What you will do |
Convert the lines below into a Markdown table with the columns Row and Line. Put a row number in the first column and the line in the second, and leave out any blank lines.

::: Data to use

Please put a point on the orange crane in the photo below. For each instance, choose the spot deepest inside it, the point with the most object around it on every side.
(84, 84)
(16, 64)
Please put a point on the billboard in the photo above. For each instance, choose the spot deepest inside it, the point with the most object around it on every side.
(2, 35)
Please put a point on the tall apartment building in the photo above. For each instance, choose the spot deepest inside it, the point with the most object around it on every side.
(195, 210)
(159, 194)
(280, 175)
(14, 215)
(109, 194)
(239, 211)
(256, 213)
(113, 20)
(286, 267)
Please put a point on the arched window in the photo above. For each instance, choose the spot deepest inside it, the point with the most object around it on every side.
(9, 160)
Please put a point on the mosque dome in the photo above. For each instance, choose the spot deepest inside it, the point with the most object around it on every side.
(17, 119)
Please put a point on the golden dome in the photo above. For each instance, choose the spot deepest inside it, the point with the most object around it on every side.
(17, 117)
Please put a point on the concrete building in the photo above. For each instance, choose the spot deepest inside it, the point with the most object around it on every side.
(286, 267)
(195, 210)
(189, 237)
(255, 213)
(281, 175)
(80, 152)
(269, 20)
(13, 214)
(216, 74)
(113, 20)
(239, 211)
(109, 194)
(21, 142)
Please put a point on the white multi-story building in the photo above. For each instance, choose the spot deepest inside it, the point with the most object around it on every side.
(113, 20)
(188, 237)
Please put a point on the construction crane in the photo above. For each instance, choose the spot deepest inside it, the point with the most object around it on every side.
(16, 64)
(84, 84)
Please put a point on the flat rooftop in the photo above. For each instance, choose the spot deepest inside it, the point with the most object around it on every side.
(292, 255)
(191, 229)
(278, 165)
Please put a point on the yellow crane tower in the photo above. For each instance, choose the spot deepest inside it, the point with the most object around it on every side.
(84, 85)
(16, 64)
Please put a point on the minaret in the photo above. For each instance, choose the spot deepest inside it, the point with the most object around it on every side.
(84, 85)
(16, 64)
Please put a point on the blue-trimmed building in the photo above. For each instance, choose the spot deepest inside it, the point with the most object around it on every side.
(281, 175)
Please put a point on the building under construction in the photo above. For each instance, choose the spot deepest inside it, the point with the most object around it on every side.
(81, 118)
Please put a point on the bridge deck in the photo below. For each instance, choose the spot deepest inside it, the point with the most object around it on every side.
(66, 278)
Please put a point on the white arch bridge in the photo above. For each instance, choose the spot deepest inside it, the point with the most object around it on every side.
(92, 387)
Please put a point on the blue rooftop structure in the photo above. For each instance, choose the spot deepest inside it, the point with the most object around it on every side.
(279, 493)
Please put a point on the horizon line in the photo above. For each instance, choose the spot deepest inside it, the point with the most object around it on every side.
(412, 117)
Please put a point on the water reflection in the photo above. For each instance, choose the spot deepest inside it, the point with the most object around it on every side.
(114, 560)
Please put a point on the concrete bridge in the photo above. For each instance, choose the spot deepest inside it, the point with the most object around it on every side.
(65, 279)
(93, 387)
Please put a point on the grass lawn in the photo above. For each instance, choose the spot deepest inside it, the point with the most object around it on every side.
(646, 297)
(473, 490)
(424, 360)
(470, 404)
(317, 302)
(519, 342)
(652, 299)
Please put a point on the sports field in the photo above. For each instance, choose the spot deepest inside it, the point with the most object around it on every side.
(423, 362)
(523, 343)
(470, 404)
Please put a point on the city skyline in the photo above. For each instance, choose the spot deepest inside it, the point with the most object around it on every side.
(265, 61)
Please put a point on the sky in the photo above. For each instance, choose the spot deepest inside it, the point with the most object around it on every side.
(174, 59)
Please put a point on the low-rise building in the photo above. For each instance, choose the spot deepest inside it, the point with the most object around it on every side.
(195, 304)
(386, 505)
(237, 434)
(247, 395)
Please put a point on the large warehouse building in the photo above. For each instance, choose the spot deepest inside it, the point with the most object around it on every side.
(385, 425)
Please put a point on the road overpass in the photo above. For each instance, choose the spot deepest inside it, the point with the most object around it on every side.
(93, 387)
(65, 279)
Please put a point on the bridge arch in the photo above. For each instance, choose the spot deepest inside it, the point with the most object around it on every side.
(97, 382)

::::::

Output for this exercise |
| Row | Line |
|---|---|
| 1 | Please put a point on the orange crane in the photo below. For each instance, choose the spot deepest inside it, the point with the most object around it on every side. |
| 2 | (84, 84) |
| 3 | (16, 64) |
| 4 | Please put a point on the billboard in the photo above. For each instance, choose the spot deepest inside it, the point with the most object around it on every side. |
| 5 | (2, 35) |
| 6 | Please put a point on the tall apartment building in the photo above. For each instance, choose the spot deepest inside it, the point with the most object around it on every side. |
| 7 | (195, 210) |
| 8 | (159, 194) |
| 9 | (280, 175) |
| 10 | (14, 215) |
| 11 | (109, 194) |
| 12 | (239, 211) |
| 13 | (256, 213) |
| 14 | (113, 20) |
| 15 | (286, 267) |
| 16 | Please put a point on the arched window in the photo above. For each instance, choose the spot deepest inside it, the point with the most object around it on every side. |
| 17 | (9, 160) |
| 18 | Please put a point on the mosque dome in the photo above. For each instance, choose the spot deepest inside it, the point with the most object around it on every side. |
| 19 | (17, 119) |
| 20 | Please put a point on the golden dome in the photo above. For each instance, choose the spot deepest inside it, the point with the most object around it on every side. |
| 21 | (17, 117) |
| 22 | Please put a point on the concrete building in the photo above. For each instance, choose the spot deepest inside it, the point with the most object around it on every side. |
| 23 | (286, 267) |
| 24 | (195, 210) |
| 25 | (189, 237) |
| 26 | (255, 213) |
| 27 | (281, 175) |
| 28 | (80, 152) |
| 29 | (269, 20) |
| 30 | (13, 214) |
| 31 | (216, 74) |
| 32 | (113, 20) |
| 33 | (239, 211) |
| 34 | (109, 194) |
| 35 | (21, 142) |
| 36 | Please put a point on the white multi-story building in the photo above. For each instance, choose the spot deepest inside it, the point with the most object around it on every side. |
| 37 | (113, 20) |
| 38 | (188, 237) |
| 39 | Please put a point on the construction crane in the photo above. For each instance, choose the spot deepest inside it, the point with the most object around it on every side. |
| 40 | (16, 64) |
| 41 | (84, 84) |
| 42 | Please put a point on the flat rooftop in the photo above. For each instance, choose the spot deepest inside it, the point with the most object around it on every side. |
| 43 | (292, 255) |
| 44 | (191, 229) |
| 45 | (278, 165) |
| 46 | Please put a point on the yellow crane tower in the photo above. For each instance, choose the spot deepest inside it, the point with the most object around it on every side. |
| 47 | (84, 85) |
| 48 | (16, 64) |
| 49 | Please put a point on the minaret in the photo above. For each instance, choose the spot deepest inside it, the point with the most object around it on every side. |
| 50 | (84, 85) |
| 51 | (16, 64) |
| 52 | Please put a point on the blue-trimmed building in the photo above. For each instance, choose the spot deepest inside it, the point with the most object around it on every side. |
| 53 | (281, 175) |
| 54 | Please put a point on the building under construction in the photo above. For each instance, choose the spot deepest inside it, the point with the most object around it on every side. |
| 55 | (81, 118) |
| 56 | Please put a point on the bridge deck in the photo below. For each instance, choose the spot deepest inside it, the point with the most object around it on every side. |
| 57 | (66, 278) |
| 58 | Please put a point on the white arch bridge in the photo above. For each instance, choose the spot deepest inside it, the point with the most object around it on every side. |
| 59 | (92, 387) |
| 60 | Please put a point on the blue rooftop structure in the photo above. For each instance, choose the spot deepest inside it, the point with the most object around it on every side. |
| 61 | (279, 493) |
| 62 | Please put a point on the horizon line in the photo above. For each instance, choose the spot deepest inside it, the point with the most object around it on every side. |
| 63 | (412, 117) |
| 64 | Please put a point on the water reflection in the photo above. For each instance, choose the spot deepest inside it, the point with the most object around it on every side. |
| 65 | (114, 560) |
| 66 | Please put a point on the concrete bridge in the photo above. For each instance, choose the spot deepest inside it, the point with the most object around it on every side. |
| 67 | (65, 279) |
| 68 | (93, 387) |
| 69 | Please put a point on the grass lawn in the photo above. For each instance, choose the spot deepest inside it, the point with the most object around it on every side. |
| 70 | (646, 297) |
| 71 | (473, 490) |
| 72 | (424, 360) |
| 73 | (470, 404) |
| 74 | (317, 302) |
| 75 | (519, 342) |
| 76 | (652, 299) |
| 77 | Please put a point on the sports field in the photo above. For each instance, choose the spot deepest inside it, the point with the most object around it on every side. |
| 78 | (423, 362) |
| 79 | (523, 343) |
| 80 | (470, 404) |
| 81 | Please put a point on the city skyline in the photo above. For each instance, choose the spot deepest inside it, the point with the most object around it on every side. |
| 82 | (265, 61) |
| 83 | Please put a point on the sky in the photo above. For each instance, choose the spot deepest inside it, the point with the most object around it on every side. |
| 84 | (174, 59) |
| 85 | Please put a point on the low-rise building in the photo above. For each instance, choose the spot deepest inside it, the point with the most object around it on every side. |
| 86 | (195, 304) |
| 87 | (386, 505) |
| 88 | (237, 434) |
| 89 | (247, 395) |
| 90 | Please put a point on the large warehouse building in the photo above. For each instance, choose the spot deepest inside it, the point with the most object around it on every side. |
| 91 | (385, 425) |
| 92 | Please put a point on the road overpass in the photo above. For each instance, choose the spot deepest inside it, the point with the most object around it on every side. |
| 93 | (93, 387) |
| 94 | (65, 279) |
| 95 | Please put a point on the bridge arch in the photo above. For each instance, choose the spot deepest inside it, the point with the most object around it on every side. |
| 96 | (97, 382) |